What you need to do →
Type the entries out again exactly as they read, but leave every picture behind.
----------------------------------------
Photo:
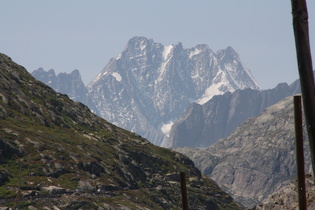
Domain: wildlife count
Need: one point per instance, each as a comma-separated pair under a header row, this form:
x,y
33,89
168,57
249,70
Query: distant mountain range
x,y
55,153
148,86
203,125
257,158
----------------------------------------
Task response →
Photo:
Domain: wildlife count
Need: one point per instance, each as a comma-separated pair under a header row, this form:
x,y
33,89
168,57
249,70
Query: distant mountain range
x,y
55,153
148,86
203,125
257,158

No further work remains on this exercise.